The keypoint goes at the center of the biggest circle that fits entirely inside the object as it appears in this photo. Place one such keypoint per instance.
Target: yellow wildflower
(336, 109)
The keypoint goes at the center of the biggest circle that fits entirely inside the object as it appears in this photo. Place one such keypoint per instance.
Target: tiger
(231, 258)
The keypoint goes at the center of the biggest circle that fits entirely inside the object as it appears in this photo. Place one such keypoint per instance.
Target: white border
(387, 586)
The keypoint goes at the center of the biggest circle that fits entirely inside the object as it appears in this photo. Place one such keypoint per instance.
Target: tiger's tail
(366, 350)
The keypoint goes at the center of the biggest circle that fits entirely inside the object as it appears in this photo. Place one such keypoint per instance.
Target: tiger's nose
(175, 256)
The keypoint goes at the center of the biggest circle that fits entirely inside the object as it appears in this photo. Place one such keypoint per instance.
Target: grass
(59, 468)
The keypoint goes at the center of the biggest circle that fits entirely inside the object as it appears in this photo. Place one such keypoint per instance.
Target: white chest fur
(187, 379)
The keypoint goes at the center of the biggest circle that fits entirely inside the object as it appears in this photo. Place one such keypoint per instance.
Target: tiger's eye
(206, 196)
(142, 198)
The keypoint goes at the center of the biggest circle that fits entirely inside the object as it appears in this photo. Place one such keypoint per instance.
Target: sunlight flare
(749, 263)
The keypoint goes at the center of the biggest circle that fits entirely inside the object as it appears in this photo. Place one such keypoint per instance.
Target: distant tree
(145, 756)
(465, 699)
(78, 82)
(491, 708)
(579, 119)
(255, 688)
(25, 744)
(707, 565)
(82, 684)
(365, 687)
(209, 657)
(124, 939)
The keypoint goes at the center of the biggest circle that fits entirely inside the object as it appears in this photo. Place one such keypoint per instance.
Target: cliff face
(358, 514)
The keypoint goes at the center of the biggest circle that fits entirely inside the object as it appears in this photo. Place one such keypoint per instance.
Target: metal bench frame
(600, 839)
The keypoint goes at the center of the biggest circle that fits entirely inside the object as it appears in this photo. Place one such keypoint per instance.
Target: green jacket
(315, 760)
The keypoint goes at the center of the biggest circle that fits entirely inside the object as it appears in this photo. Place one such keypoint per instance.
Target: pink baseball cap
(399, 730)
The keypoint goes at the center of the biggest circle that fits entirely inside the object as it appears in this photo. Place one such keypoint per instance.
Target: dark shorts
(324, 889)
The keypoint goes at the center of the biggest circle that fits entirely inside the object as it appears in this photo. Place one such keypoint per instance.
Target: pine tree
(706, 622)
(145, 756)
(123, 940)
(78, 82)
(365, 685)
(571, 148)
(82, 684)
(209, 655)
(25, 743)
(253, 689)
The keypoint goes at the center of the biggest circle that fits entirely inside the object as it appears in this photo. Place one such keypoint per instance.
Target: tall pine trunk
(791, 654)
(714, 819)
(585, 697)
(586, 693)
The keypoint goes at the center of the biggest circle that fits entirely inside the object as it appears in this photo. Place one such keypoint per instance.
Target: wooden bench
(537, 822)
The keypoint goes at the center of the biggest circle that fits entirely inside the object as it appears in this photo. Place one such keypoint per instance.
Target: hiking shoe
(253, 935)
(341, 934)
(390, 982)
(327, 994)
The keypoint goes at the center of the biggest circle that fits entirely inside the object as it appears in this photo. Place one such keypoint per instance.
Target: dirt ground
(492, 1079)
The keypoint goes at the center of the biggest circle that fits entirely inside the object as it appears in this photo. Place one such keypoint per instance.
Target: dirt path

• • • •

Count the lines in the items above that contain the string "tiger". Reply with the number only.

### RESULT OF THIS EXERCISE
4